- **Work to complete**
1. In the article on acne scars, what percentage of acne patients will develop some degree of scarring?
2. Write the next part of the article on acne scars, picking up after its last sentence.

- **Reading text**
Acne Scars

Posted by Audrey Kunin, MD There have been 2 comment(s)

Acne Scars

Years after outgrowing adolescent acne, the aftermath acne scars - persist. Advances in acne therapy and dermatologic surgery have made it unnecessary for acne patients, both current and past to endure acne scarring.

An Ounce Of Prevention

Prevention may sound like a glib answer to how to handle acne scars. But since an estimated ten million Americans become scarred to some extent by acne each year, intervention is the absolute best solution.

Who will develop acne scars and how severe will scarring be? Short of a crystal ball, much of that is left to chance. What we do know is that genetics plays a definite role in the likelihood of acne severity and consequent scar formation. Also, acne severity has been linked to a more severe form of scarring later in adolescence or adulthood.

Because 95% of acne patients will develop scarring to some degree, the earlier that treatment appropriate for the severity of the outbreak is initiated, the better the odds are that scar formation will be mild. Delaying acne therapy by 3 or more years is likely to increase one's risk of more significant acne scarring.

For the lucky majority, acne scarring is a minor annoyance, difficult for others to visualize. For others, acne scarring can cause devastating long term emotional suffering in its victims. Teens may deal with depression, become withdrawn and a loss of self confidence. In fact, acne scarring has been cited as a risk factor for male suicide.

Newer acne therapies make it needless for anyone to suffer from acne or go on to form scars. Early medical intervention is key to preventing unnecessary disfigurement. While this doesn't mean that everyone suffering a single blemish should rush to schedule an appointment with a dermatologist, I can't stress enough that acne unresponsive to OTC therapy options should be evaluated by a specialist.

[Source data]
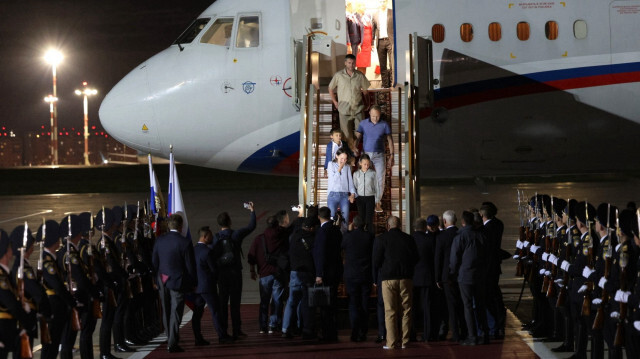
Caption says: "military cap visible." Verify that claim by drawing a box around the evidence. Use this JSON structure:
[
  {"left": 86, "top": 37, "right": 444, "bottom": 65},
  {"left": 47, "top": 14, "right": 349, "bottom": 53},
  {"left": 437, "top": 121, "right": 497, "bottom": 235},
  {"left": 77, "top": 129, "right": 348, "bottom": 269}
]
[
  {"left": 0, "top": 229, "right": 11, "bottom": 258},
  {"left": 93, "top": 208, "right": 115, "bottom": 231},
  {"left": 576, "top": 201, "right": 596, "bottom": 224},
  {"left": 36, "top": 219, "right": 60, "bottom": 247},
  {"left": 60, "top": 214, "right": 82, "bottom": 238},
  {"left": 111, "top": 206, "right": 124, "bottom": 223},
  {"left": 596, "top": 203, "right": 616, "bottom": 229},
  {"left": 78, "top": 212, "right": 91, "bottom": 235},
  {"left": 9, "top": 224, "right": 36, "bottom": 256},
  {"left": 553, "top": 197, "right": 567, "bottom": 217},
  {"left": 619, "top": 209, "right": 638, "bottom": 237}
]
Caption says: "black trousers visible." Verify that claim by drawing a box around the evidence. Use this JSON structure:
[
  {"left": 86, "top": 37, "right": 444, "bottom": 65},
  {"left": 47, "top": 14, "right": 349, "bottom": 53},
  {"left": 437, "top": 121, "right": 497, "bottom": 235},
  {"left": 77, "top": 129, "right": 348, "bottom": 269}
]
[
  {"left": 346, "top": 280, "right": 371, "bottom": 339},
  {"left": 218, "top": 269, "right": 242, "bottom": 336},
  {"left": 356, "top": 196, "right": 376, "bottom": 235}
]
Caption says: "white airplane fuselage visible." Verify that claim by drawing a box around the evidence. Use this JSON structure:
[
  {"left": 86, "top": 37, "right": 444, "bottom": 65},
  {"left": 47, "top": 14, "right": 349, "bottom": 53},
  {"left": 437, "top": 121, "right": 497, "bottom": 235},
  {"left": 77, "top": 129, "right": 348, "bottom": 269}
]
[{"left": 100, "top": 0, "right": 640, "bottom": 177}]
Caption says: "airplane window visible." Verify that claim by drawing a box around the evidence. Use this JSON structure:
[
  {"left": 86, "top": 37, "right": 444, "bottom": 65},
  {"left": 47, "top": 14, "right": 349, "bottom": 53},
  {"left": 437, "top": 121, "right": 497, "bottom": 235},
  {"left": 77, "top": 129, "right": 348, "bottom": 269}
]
[
  {"left": 544, "top": 21, "right": 558, "bottom": 40},
  {"left": 236, "top": 15, "right": 260, "bottom": 48},
  {"left": 431, "top": 24, "right": 444, "bottom": 42},
  {"left": 489, "top": 22, "right": 502, "bottom": 41},
  {"left": 200, "top": 18, "right": 233, "bottom": 46},
  {"left": 573, "top": 20, "right": 587, "bottom": 40},
  {"left": 173, "top": 18, "right": 211, "bottom": 45},
  {"left": 517, "top": 21, "right": 529, "bottom": 41},
  {"left": 460, "top": 23, "right": 473, "bottom": 42}
]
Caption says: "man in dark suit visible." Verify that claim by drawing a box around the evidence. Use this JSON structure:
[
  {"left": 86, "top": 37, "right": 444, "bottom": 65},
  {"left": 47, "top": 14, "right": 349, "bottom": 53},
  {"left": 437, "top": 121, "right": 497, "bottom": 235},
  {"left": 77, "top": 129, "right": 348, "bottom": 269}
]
[
  {"left": 313, "top": 207, "right": 343, "bottom": 342},
  {"left": 480, "top": 202, "right": 506, "bottom": 339},
  {"left": 153, "top": 214, "right": 198, "bottom": 353},
  {"left": 449, "top": 211, "right": 489, "bottom": 345},
  {"left": 191, "top": 226, "right": 231, "bottom": 346},
  {"left": 342, "top": 216, "right": 373, "bottom": 342},
  {"left": 411, "top": 215, "right": 439, "bottom": 341},
  {"left": 435, "top": 210, "right": 466, "bottom": 343},
  {"left": 373, "top": 0, "right": 394, "bottom": 87}
]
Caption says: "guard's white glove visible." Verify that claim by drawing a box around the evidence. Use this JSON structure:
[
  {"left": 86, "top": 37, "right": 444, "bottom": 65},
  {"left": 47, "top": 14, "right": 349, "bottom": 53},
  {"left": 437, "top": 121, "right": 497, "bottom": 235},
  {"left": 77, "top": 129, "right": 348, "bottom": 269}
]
[
  {"left": 598, "top": 277, "right": 607, "bottom": 289},
  {"left": 582, "top": 267, "right": 595, "bottom": 279},
  {"left": 615, "top": 289, "right": 631, "bottom": 303}
]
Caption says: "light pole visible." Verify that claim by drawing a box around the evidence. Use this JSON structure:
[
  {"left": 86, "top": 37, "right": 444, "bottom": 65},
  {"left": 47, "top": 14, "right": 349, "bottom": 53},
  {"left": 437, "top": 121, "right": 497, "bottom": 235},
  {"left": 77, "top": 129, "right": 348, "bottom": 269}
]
[
  {"left": 44, "top": 50, "right": 63, "bottom": 166},
  {"left": 75, "top": 81, "right": 98, "bottom": 166},
  {"left": 44, "top": 95, "right": 58, "bottom": 164}
]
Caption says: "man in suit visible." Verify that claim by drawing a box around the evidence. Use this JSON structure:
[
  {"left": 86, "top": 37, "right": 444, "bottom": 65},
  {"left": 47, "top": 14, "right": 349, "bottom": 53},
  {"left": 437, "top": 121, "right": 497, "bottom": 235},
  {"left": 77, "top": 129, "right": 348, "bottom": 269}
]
[
  {"left": 435, "top": 210, "right": 466, "bottom": 343},
  {"left": 449, "top": 211, "right": 489, "bottom": 345},
  {"left": 153, "top": 214, "right": 198, "bottom": 353},
  {"left": 342, "top": 216, "right": 373, "bottom": 342},
  {"left": 191, "top": 226, "right": 232, "bottom": 346},
  {"left": 411, "top": 215, "right": 439, "bottom": 341},
  {"left": 373, "top": 0, "right": 394, "bottom": 88},
  {"left": 313, "top": 207, "right": 343, "bottom": 342},
  {"left": 373, "top": 216, "right": 419, "bottom": 349},
  {"left": 480, "top": 202, "right": 506, "bottom": 339}
]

- **Written answers**
1. 95%

2.
PIH The Great Fake Out

I lost count long ago of the number of acne patients returning for their initial 6 to 8 week follow-up concerned about their new acne scars when in actuality there wasn't a scar in site. What they were really noticing was color change. This post inflammatory hyperpigmentation (PIH) is not an acne scar. It is the normal remnant of the skin's inflammatory process.

For those with pale skin tones, this aftermath color change is usually pink, red or purple in color. Patients with darker skin tones may notice brown or black spots where their acne once was.

PIH can fade unassisted. Unfortunately, the darker the PIH, the longer it may take to resolve. It may also require some intervention in order to hasten the process. While PIH is not a true scar, when it lasts past a year, it certainly seems like a permanent problem.

For areas that are brown in nature, the use of a hydroquinone based bleach may be incorporated into an acne and skincare regimen. Prescription blends of hydroquinone and glycolic acid bleaches are highly effective in resolving undesirable skin discoloration. Nonprescription hydroquinone free skin tone evening options include DERMAdoctor Immaculate Correction and Photodynamic Therapy.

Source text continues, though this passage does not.